Output the material exactly, keeping every line intact.

Start of Block

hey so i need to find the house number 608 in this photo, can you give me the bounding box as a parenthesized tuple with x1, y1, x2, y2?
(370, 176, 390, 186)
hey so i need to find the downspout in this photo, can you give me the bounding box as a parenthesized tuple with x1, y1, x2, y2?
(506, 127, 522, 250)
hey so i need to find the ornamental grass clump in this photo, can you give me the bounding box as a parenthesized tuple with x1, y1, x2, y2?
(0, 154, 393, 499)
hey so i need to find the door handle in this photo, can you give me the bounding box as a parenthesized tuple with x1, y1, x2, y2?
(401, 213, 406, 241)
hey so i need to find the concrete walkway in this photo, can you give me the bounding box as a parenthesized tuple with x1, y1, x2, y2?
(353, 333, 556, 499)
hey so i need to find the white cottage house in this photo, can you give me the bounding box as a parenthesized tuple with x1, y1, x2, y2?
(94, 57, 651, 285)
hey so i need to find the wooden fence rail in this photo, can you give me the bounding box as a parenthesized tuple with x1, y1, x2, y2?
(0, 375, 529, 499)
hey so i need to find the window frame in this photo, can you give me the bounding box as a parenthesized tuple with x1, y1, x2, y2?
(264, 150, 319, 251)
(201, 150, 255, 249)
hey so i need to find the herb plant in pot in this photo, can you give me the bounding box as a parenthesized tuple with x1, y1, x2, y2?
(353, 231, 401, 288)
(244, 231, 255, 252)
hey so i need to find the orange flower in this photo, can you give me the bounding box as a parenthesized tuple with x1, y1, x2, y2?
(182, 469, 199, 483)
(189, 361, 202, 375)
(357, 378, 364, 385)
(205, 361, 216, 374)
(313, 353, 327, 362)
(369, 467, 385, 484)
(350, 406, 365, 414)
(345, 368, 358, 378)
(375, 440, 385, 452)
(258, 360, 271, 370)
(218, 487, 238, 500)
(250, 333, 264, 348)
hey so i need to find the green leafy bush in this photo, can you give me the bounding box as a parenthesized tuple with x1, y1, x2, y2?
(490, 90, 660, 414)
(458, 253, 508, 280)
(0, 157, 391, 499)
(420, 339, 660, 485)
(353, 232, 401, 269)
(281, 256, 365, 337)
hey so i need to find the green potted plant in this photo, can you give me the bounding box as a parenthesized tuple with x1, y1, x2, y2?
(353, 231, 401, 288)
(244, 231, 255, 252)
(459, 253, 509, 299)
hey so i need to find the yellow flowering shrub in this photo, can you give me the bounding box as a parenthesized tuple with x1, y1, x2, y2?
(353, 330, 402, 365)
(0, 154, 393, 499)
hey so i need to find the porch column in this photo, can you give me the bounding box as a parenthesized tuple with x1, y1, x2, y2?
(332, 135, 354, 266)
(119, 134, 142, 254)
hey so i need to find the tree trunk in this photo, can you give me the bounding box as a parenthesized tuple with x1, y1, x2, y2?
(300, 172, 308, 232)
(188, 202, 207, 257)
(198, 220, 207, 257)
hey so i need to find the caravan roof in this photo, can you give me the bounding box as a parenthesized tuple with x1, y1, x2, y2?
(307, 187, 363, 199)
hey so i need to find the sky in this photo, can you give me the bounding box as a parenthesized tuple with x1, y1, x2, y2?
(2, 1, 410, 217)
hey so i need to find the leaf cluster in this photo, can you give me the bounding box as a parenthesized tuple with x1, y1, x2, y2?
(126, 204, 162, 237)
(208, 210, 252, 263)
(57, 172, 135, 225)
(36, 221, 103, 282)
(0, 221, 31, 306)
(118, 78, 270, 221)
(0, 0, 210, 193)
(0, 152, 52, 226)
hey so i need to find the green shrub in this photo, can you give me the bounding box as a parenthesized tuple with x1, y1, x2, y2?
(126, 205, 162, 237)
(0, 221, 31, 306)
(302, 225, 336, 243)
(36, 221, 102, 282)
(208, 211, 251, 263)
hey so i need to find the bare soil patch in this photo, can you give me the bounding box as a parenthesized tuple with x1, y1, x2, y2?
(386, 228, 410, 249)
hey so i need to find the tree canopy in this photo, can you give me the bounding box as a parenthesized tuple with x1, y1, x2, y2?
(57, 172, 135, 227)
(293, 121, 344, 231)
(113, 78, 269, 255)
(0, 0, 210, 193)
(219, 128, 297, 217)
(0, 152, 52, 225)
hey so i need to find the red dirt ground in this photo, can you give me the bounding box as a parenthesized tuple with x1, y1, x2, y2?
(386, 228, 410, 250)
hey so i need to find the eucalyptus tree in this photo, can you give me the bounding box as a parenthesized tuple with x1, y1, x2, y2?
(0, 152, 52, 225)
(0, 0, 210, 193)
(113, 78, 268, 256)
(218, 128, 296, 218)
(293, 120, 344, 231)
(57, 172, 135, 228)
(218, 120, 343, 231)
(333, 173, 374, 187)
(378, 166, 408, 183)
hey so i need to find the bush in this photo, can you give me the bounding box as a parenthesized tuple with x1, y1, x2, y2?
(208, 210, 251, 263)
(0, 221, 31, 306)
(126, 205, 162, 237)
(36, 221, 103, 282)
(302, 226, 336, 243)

End of Block

Answer space —
hey so i need to find the house number 608 in this photo, can you give me the bounding box as a parenthesized tuple with x1, y1, x2, y2?
(370, 176, 390, 186)
hey so i need to find the downspout in this photo, can you give me the bounding box as a parenthesized tuple with x1, y1, x2, y2?
(506, 127, 522, 250)
hey so i need to find the ornamental grass clump in this photo, can you give me the bounding box as a parenthesized tuple with x1, y1, x2, y2?
(0, 154, 393, 499)
hey so i need to find the door handle in this photo, can you give me the bounding box as a parenthesized tuple with x1, y1, x2, y2?
(401, 213, 406, 241)
hey so i need to find the concrete walkway in this photo, can you give me the bounding box as a parenthesized tuple with x1, y1, x2, y2?
(353, 333, 556, 499)
hey so i need to find the white cottage house in this photo, can you give me the bounding box as a parenthesized tuple with x1, y1, x2, y2?
(94, 57, 651, 285)
hey so i need to find the wooden fence rail in this photo, can you give me the bounding box as a parenthesized tuple with x1, y1, x2, y2?
(0, 375, 529, 499)
hey so i need to find the window frame in this photo, can you give me the bounding box as a parenthesized tuple with x1, y1, x2, y2?
(264, 150, 319, 251)
(201, 150, 255, 249)
hey so i need to find the herb plant in pot in this photo, can you give me the bounding box as a parenthesized tuple with x1, y1, x2, y2?
(353, 231, 401, 288)
(244, 231, 255, 252)
hey so i need to find the orange flower in this photo, can you give me the bounding box as a parenthesized tuple with x1, y1, x2, y2?
(182, 469, 199, 483)
(189, 361, 202, 375)
(357, 378, 364, 385)
(205, 361, 216, 374)
(313, 353, 327, 362)
(369, 467, 385, 484)
(350, 406, 365, 414)
(345, 368, 358, 378)
(375, 440, 385, 452)
(258, 360, 271, 370)
(218, 487, 238, 500)
(250, 333, 264, 348)
hey so i need to find the green leafy bush in this photo, can you give me the bounding box as a parenthesized tuple with x1, y1, x2, y2?
(490, 90, 660, 414)
(458, 253, 508, 280)
(0, 157, 391, 499)
(420, 339, 660, 485)
(353, 232, 401, 269)
(281, 256, 365, 337)
hey so i need to find the green potted plant in this photo, can you give me the bounding box as a parenthesized tuple with x1, y1, x2, y2?
(353, 231, 401, 288)
(244, 231, 255, 252)
(459, 253, 509, 299)
hey so i need to find the yellow flowering shrub in this photo, can you give me the bounding box as a parenthesized tuple with x1, y1, x2, y2?
(353, 330, 402, 365)
(0, 154, 393, 499)
hey so i need to find the porch column in this photo, can you give me the bounding box as a parenthesized tuple with x1, y1, x2, y2?
(332, 135, 354, 266)
(119, 134, 142, 254)
hey so i need to find the tree trunk in this photo, can you give me the bounding box as a parenthesized tuple with x1, y1, x2, y2?
(300, 172, 308, 232)
(188, 202, 207, 257)
(198, 220, 207, 257)
hey so i need to find the caravan roof in this photo, can you give me the bounding box as a parenthesized tuple with x1, y1, x2, y2?
(307, 187, 363, 199)
hey so i need to find the sky in this photo, can you give me the bounding box as a parenthesized tuple with x1, y1, x2, y2?
(2, 1, 410, 217)
hey so i need to find the leaf cluster in this photo, can you give me the bounding box as a parenthesized tuple with x1, y1, x2, y2?
(126, 204, 162, 237)
(208, 210, 252, 263)
(57, 172, 135, 225)
(36, 221, 103, 282)
(0, 221, 31, 306)
(118, 78, 270, 221)
(0, 0, 210, 193)
(0, 152, 52, 226)
hey so i need to find the green shrub in this photo, can you give me the bounding box as a parenthesized tuple with x1, y1, x2, y2?
(126, 205, 162, 237)
(0, 221, 31, 306)
(302, 225, 336, 243)
(36, 221, 102, 282)
(208, 211, 251, 263)
hey so i need to find the bare soil patch in this photo, can you give me the bounding box as a parenthesized tuple with x1, y1, x2, y2?
(386, 228, 410, 249)
hey so i need to find the tree canopy in this photo, can you give me the bounding box as a parenthesized tuple with x1, y1, x2, y2?
(57, 172, 135, 227)
(293, 121, 344, 231)
(113, 78, 269, 255)
(0, 0, 210, 193)
(219, 128, 297, 217)
(0, 152, 52, 225)
hey so i need to find the red dirt ground in this photo, can you give me the bounding box as a parenthesized tuple with x1, y1, x2, y2?
(386, 228, 410, 250)
hey so i need to find the eucalyptus tree in this photo, can you give me the bounding box as a parenthesized tuple with x1, y1, x2, y2?
(0, 152, 52, 225)
(0, 0, 210, 193)
(113, 78, 268, 256)
(218, 128, 296, 218)
(293, 120, 344, 231)
(57, 172, 135, 228)
(218, 120, 343, 231)
(333, 173, 374, 187)
(378, 166, 408, 183)
hey so i need to find the bush in this photo, can you give me the bounding box as a parenthesized tuple with x1, y1, x2, y2?
(208, 210, 251, 263)
(0, 221, 31, 306)
(126, 205, 162, 237)
(36, 221, 103, 282)
(302, 226, 336, 243)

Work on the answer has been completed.